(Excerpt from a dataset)
========================================================================

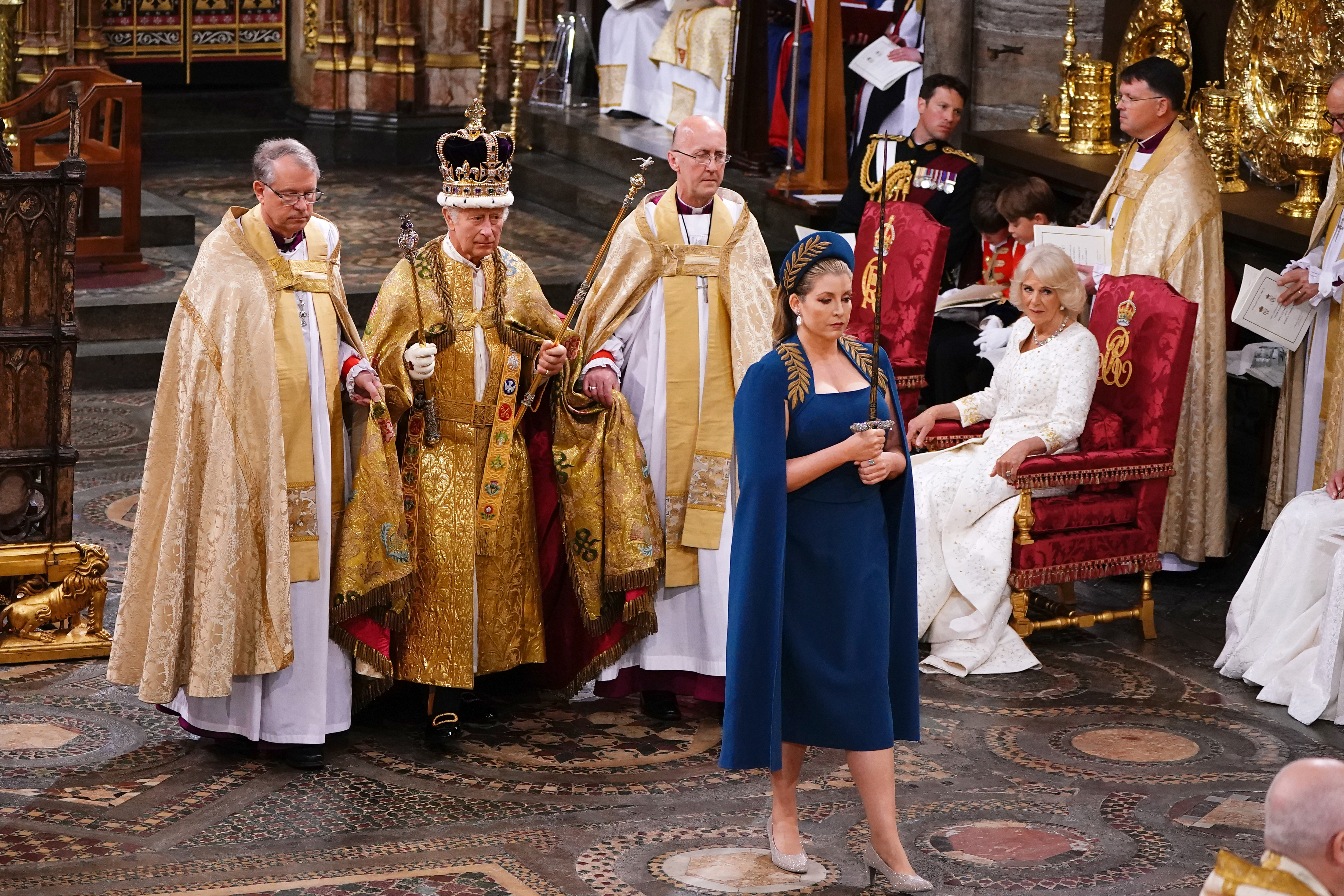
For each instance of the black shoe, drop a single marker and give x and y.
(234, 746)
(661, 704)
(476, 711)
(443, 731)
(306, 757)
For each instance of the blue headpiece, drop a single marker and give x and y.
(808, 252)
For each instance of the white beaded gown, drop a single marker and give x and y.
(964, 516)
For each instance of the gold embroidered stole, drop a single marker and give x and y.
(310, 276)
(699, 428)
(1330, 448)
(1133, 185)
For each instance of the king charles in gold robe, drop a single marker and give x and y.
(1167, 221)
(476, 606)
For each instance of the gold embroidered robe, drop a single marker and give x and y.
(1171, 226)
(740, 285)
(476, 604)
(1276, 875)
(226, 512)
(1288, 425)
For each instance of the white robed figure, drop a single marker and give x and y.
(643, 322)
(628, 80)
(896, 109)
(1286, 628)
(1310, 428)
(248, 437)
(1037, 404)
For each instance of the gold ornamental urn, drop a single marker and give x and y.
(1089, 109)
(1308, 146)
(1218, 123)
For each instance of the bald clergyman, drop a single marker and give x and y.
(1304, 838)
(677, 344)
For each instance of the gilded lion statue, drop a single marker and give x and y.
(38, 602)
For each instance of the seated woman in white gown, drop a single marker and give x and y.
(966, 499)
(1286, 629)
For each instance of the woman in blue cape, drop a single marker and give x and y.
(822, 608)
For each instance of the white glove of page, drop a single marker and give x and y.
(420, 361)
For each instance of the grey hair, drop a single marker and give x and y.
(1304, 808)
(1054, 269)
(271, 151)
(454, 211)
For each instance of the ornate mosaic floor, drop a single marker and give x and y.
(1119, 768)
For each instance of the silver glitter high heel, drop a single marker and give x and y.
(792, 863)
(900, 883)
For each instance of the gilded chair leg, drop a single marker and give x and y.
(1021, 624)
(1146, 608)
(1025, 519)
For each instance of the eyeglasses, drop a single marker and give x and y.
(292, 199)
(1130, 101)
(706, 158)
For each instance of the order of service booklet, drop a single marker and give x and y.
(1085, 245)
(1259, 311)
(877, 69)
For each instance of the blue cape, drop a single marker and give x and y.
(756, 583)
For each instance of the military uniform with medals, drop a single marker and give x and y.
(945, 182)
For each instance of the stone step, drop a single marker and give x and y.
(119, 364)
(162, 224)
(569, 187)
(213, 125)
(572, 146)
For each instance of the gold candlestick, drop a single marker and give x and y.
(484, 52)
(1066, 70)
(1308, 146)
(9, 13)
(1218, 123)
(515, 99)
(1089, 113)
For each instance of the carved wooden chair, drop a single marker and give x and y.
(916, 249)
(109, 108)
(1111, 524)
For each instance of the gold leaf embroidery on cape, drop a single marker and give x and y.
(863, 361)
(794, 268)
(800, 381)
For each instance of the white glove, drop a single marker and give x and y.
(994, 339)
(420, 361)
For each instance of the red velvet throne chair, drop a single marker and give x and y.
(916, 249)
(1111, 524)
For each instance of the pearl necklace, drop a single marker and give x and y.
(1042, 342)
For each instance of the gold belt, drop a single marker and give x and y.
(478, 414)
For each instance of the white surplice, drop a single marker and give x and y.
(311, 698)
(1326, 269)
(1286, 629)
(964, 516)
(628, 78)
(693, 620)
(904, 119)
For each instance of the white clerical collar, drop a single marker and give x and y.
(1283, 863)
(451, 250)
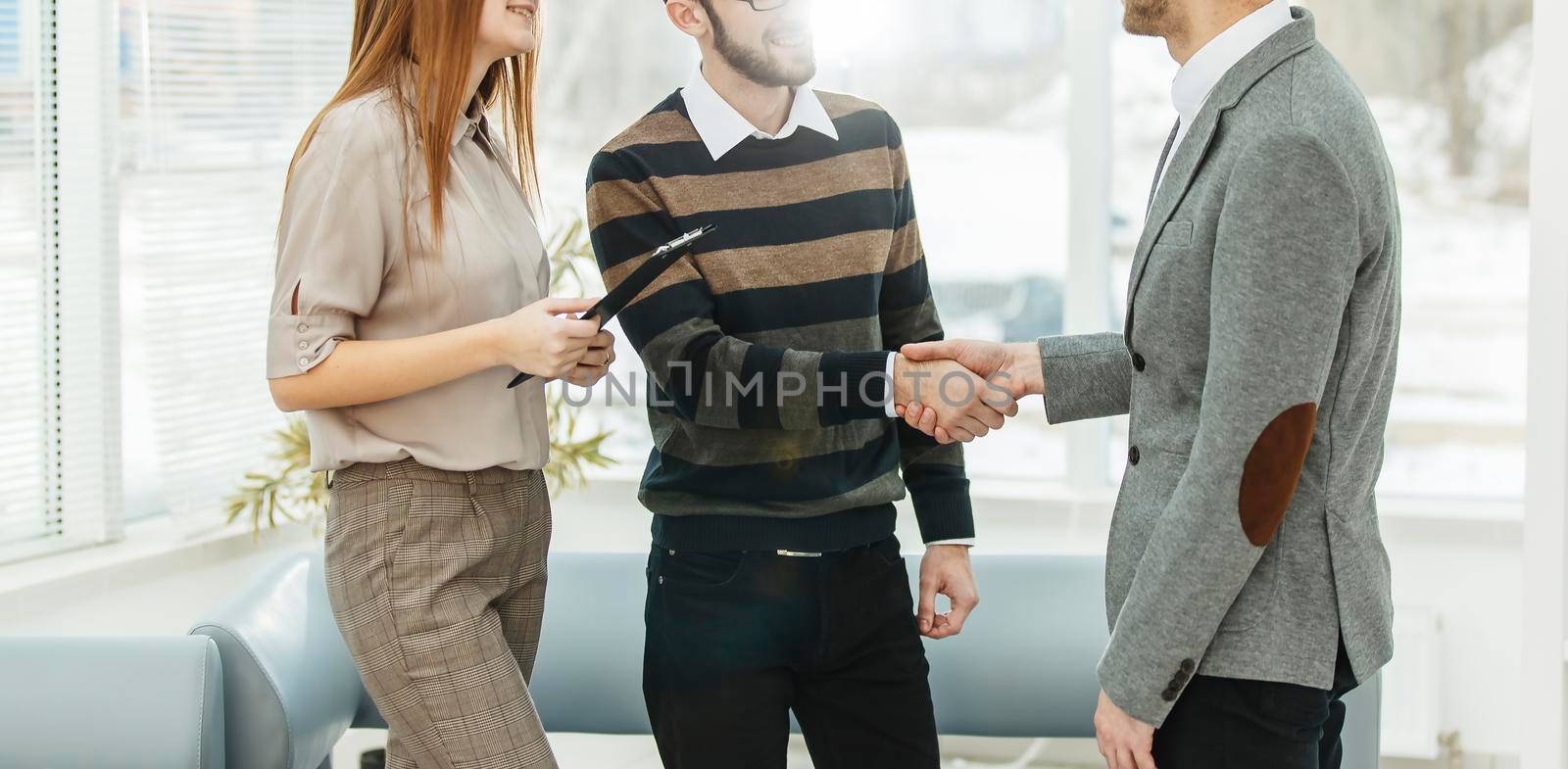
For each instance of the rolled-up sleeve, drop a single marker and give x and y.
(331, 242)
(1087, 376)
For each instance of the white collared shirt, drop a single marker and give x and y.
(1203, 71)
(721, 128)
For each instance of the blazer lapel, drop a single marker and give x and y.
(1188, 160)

========================================================================

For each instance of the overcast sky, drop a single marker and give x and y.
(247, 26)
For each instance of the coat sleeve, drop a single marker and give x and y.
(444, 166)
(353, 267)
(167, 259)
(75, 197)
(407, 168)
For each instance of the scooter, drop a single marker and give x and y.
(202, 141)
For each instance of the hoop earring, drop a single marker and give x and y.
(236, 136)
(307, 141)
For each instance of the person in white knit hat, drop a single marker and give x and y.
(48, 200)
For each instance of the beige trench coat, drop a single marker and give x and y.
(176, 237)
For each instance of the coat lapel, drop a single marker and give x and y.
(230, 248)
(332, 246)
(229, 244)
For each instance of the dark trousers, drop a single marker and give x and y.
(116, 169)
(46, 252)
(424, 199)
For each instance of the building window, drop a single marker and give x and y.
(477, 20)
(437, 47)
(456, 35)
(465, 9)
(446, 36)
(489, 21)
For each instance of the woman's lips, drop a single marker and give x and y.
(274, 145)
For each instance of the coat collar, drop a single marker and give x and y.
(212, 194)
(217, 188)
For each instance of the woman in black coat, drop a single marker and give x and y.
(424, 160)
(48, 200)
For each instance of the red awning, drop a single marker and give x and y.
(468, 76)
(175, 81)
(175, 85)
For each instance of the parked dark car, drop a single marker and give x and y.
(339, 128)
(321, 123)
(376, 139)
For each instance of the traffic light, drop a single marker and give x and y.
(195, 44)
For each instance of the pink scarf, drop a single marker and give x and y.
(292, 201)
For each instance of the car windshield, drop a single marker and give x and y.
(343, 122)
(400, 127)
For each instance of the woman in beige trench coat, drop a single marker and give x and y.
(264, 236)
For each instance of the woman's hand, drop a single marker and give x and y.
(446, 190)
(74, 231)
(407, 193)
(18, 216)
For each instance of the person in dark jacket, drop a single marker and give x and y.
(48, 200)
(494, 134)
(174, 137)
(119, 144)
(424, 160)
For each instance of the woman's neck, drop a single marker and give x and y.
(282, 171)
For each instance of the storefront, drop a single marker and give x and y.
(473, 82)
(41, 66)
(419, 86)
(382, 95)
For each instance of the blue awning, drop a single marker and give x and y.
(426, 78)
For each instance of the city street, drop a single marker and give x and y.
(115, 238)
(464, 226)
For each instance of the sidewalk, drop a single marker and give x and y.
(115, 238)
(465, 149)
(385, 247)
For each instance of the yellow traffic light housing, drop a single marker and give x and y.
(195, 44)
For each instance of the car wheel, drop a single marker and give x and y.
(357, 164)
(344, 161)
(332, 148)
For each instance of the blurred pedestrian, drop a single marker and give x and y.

========================================================================

→ Direction
Please begin at the line that has "For each instance of the blue headpiece, drop" and stop after the line that has "(1025, 519)", and rewrite those lines with "gilded" renamed to "gold-plated", leaving everything else unchanged.

→ Response to this exercise
For each instance of the blue headpiece, drop a single marker and give x and y.
(808, 252)
For each instance of the white beaded gown, drop a single marker and give x and y.
(964, 516)
For each instance of the gold embroidered stole, drop a single marker and give x and y.
(310, 276)
(699, 428)
(1330, 448)
(1133, 185)
For each instance of the king charles in gold robe, drop a single marker and give x and y.
(1167, 221)
(476, 606)
For each instance of the gold embroidered robe, drop a single marker and give x and y.
(1171, 226)
(740, 285)
(476, 604)
(1276, 875)
(226, 512)
(1288, 425)
For each instance of the white robed figure, drop a single marker and give x and y.
(643, 322)
(628, 80)
(896, 109)
(1286, 628)
(1310, 428)
(248, 437)
(1037, 404)
For each instance of the gold ornamental urn, drop a single marker and give x and y.
(1089, 109)
(1308, 146)
(1218, 123)
For each instance of the bald clergyman, drop a single marker and give x and y.
(1304, 838)
(677, 344)
For each instance of the gold-plated lion statue, drop a single marker and give x and y.
(38, 602)
For each instance of the seated woman in white gown, drop a single marker and give x and y.
(966, 499)
(1286, 629)
For each instance of the woman in blue cape, drop a single marker and give x and y.
(822, 608)
For each instance of the white glove of page, drop a single marker and give x and y.
(420, 361)
For each instance of the grey hair, drop a single marker and give x and y.
(1304, 808)
(1054, 269)
(271, 151)
(454, 211)
For each instance of the ornate mosaic floor, drop a single marker and give x and y.
(1119, 768)
For each instance of the silver glitter high heel, drop a single marker and give x and y.
(792, 863)
(900, 883)
For each instance of the gold-plated chair leg, drop a single marker and give x and y.
(1021, 624)
(1146, 608)
(1025, 519)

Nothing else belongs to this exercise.